Now, click on File, and Save recording these changes to the OREFont.grb file.

Now minimize the GBTD program and double click on a file called: makefont 
(Makefont is a simple batch file which calls on the Graphicconvert program to create a new OREFont.spin from your changes. You should see a small, black window appear for a moment, and then disappear. At this point, you have created a new ORE compatible font based on your changes.)

Keep in mind the steps to make this work are in this order:
  1. Make your changes in GBTD.
  2. Click on File and Save in GBTD to (re)save the .grb file.
  3. Double click on makefont to (re)convert the .grb file to spin code.
  4. Run your main program with the Propeller Tool using F11.
Ready to see your work of art?

Close any other files you have open in Propeller Tool and open the HELLO program again. Use F11 to send the program to the Propeller once again. This time you should see HELLO with your glorious new E character on the screen!

The GBTD has several handy features for editing your graphics. You can shift, or flip your character with the small buttons on the left. You can also change your view to edit more than one character at a time. By clicking on View and Tile Size, you create larger
characters by combining them. (Just remember that when you call on them with the POKECHAR command, you will need to use two commands to display each part of the character you created.)

Take a look at the example on the next couple images of some two character sized graphics I created for my Spyhunter game.

Step 8: Creating Animation:

At this point, we've displayed some characters on the screen, then edited them to make our own custom characters.

It's time for some ORE animation!
  • Double-click on the file, "CHARACTER DEMO.spin" from our folder to open an animation demo in Propeller Tool.
  • Use F11 to send it to the Propeller.
Using a Wii controller, you should be able to move the character around the screen.

If you look carefully, you’ll see two 8x16 characters used for forward animation, and two others used for backward animation.
Page flipping multiple characters gives the illusion of animation.

GIVEN DATA -
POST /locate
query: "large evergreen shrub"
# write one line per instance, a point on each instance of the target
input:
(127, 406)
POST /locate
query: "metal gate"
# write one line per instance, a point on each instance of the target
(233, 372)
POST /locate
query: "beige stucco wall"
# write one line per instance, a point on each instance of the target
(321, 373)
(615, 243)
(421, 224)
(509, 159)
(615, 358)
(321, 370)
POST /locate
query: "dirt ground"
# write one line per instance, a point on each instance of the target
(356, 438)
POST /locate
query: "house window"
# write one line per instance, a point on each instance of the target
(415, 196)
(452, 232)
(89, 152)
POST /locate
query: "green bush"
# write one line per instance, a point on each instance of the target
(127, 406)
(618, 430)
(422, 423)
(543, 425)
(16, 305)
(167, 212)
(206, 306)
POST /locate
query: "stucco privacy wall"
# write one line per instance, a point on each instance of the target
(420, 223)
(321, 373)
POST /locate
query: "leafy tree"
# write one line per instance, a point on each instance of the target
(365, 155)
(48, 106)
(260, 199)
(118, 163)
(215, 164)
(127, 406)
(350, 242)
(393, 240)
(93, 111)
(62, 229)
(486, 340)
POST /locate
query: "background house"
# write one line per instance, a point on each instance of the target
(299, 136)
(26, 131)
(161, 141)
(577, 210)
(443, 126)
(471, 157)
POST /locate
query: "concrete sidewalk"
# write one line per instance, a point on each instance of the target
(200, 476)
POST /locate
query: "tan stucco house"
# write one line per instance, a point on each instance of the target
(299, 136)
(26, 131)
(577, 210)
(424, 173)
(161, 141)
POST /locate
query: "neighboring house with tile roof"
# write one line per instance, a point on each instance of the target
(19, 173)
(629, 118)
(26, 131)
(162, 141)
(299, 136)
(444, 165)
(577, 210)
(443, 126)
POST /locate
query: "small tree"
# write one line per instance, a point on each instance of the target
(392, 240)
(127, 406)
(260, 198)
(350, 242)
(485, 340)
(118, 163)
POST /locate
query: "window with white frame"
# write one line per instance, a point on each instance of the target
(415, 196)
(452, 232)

SET EXERCISE - Continue the tutorial on making custom ORE characters and animation, starting after its last sentence. The data comes from a separate source.

OUTPUT OF THE EXERCISE -
Let's take a peek behind the curtain.  Opening the OREFont in Gameboy Tile Designer we can see the four 8x16 combinations used in our animation: (see image2)
  1. 2-3 & 4-5 are used when going forward.
  2. 6-7 & 8-9 are used when going backward.
Every time we press on the controls the screen is cleared and alternating versions of the forward or backward characters are displayed, at the new screen position.

Let's take a look at the CHARACTER DEMO code and see how it works.   There's quite a bit of code to make this work, but the important bits will be found in the blue section near the top of the program.

First some starting points are established, giving our character his colors as well as his X&Y starting location.

    player_dir       := DIR_SOUTH 'Initial direction to face
    player_step    := 0
    player_x          := 9         'Inital X location on the screen.
    player_y          := 8         'Inital Y location on the screen.
    player_color_1 := WHITE     'Player skin color
    player_color_2 := RED          'Player clothing color
    player_color_3 := BLACK     'Player background color

Next we start our Game Loop.   The Game Loop is a simple REPEATing loop that contains our actual demonstration:

'Game loop

      'Clear the screen

      'Check for gamepad events

      'Draw the player

      'Build in a delay for animation
       waitcnt(5_000_000 + cnt)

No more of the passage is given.